# Problem set
[1] List every line in the records that contains the word "Give", matching case exactly.
[2] Carry on the Los Angeles outdoor dining guide from the point where it stops.
* START Text passage *
The Ultimate Guide to Outdoor Dining in Los Angeles
It’s dinnertime, and here’s why you should bother to brave the L.A. traffic: to experience the intersection of world-class dining and excellent weather. Plus, you know, the beach. Here are the top waterside, rooftop, alleyway and patio dining experiences, for all budgets. What a time to be alive hungry.
Plant Food and Wine, Venice
Matthew Kenney’s plant-based menu at this chill Venice spot will satisfy vegans and possibly convert their eye-rolling, animal-product-eating friends. Whether it’s a raclette starter (made from cashews, naturally) or a surprisingly dense heirloom tomato and zucchini lasagna, this elegant but unassuming restaurant is just like its Venice ’hood: upmarket, socially conscious and packed on weekends. Go during the week to enjoy the monastic vibe of the open-air patio, where partial shade means your own flesh won’t be cooked, either.
1009 Abbot Kinney Blvd., Venice; 310-450-1009 or matthewkenneycuisine.com
This new fine-dining spot from chef Eric Bost has been getting raves for its jazzed-up versions of eclectic California fare; the crusty fresh bread is served with avocado-inflected butter, and a seared rib-eye comes with tart baby plums. Its environment is equally creative, with a half-enclosed patio designed in the minimalist Belgian style that’s equal parts Kardashian abode and car park (in a good way). Don’t miss the cocktails from cocktail savants Matthew Belanger and Lauren Corriveau, including the Palo Santo, which incorporates Scotch whisky, apricots and a California wine aperitif—along with a bit of the healing wood for which it’s named.
6703 Melrose Ave.; 323-486-6703 or auburnla.com
A new rootop aerie a block from the Walk of Fame, with a pretty insane view and small bites including Baja yellowtail and carnitas bao. The whole operation is run by the same people who operate Century City’s Hinoki & the Bird, so we’re enjoying great things from the Mexican-Asian mashup of a menu.
* END Text passage *
* START Dataset rows *
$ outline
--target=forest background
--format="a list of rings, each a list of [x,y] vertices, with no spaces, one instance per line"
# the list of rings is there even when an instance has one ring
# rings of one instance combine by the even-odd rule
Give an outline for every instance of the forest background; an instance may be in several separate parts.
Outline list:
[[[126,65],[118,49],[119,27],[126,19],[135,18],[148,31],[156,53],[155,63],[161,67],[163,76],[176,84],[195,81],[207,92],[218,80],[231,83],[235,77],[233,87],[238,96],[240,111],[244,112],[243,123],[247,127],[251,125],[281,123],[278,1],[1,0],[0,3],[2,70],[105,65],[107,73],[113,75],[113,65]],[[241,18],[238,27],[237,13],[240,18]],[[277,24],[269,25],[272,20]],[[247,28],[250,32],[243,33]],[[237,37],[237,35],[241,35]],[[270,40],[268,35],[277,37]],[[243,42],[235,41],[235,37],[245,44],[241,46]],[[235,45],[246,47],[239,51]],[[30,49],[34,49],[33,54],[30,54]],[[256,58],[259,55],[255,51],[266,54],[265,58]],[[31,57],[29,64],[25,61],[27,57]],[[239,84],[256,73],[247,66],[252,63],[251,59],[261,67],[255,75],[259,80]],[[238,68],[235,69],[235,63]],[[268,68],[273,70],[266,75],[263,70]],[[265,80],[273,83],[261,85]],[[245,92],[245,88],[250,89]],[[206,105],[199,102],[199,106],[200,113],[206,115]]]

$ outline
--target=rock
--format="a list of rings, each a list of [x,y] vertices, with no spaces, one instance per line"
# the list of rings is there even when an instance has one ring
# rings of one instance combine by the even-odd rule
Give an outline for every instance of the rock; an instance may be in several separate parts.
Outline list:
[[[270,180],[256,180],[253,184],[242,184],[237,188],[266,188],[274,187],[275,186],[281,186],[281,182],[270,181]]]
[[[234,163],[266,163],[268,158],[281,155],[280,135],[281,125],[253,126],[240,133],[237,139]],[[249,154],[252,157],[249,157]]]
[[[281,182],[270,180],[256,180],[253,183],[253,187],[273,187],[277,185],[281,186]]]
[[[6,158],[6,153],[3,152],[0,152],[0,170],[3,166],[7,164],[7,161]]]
* END Dataset rows *
# Answers by task
[1]
Give an outline for every instance of the forest background; an instance may be in several separate parts.
Give an outline for every instance of the rock; an instance may be in several separate parts.

[2]
1550 N. El Centro Ave.; 323-978-7377 or sorrahollywood.com
Fig & Olive
It’s summer, so you or your out-of-town guests will be shopping Melrose for the right new outfit/accessory/Glossier lip tint. Lucky you, there’s the warm-weather pop-up Rosé Terrace at Italian trattoria Fig & Olive, and it’s bang on the sidewalk so you can enjoy your bright glass of grenache or berryish bottle of Montepulciano while watching the cool crowd stroll past.
8490 Melrose Pl., West Hollywood; 310-360-9100 or figandolive.com
When this seaside dining room’s website crows that it’s one of the most Instagrammed restaurants in the world, it’s doubly correct. The spot is memorialized not only for its crazy-gorgeous setting (a minimalist deck sitting wide on Carbon Beach) but also for its beautifully presented and well-executed (and dearly priced) Pan-Asian food. Don’t miss the yellowtail sashimi with jalapeño and chef Nobu Matsuhisa’s famous black cod with miso.
22706 Pacific Coast Hwy., Malibu; 310-317-9140 or noburestaurants.com
Everson Royce Bar
You’re in Silverlake. You fancy a drink and a light bite. You’d be crazy not to have one with all the arty trappings of the neighborhood, including a happy mural by graffiti artist Eric Junker and a steady stream of the creative types who live in the area. Share some smoked potato taquitos with tomatillo avocado salsa and fries while sipping on boilermakers made with Japanese whiskey.
1936 E. Seventh St.; 213-335-6166 or erbla.com
With a seafood tower to die for (with crab legs so plump they’re practically jogging off the plate), this Southeast Asian fusion spot has a permanent spot in our heart. Plus, the gorgeous patio comes complete with heater lamps and lap blankies to ward off the West Side chill. And, mmm, green papaya salad with spiced walnuts.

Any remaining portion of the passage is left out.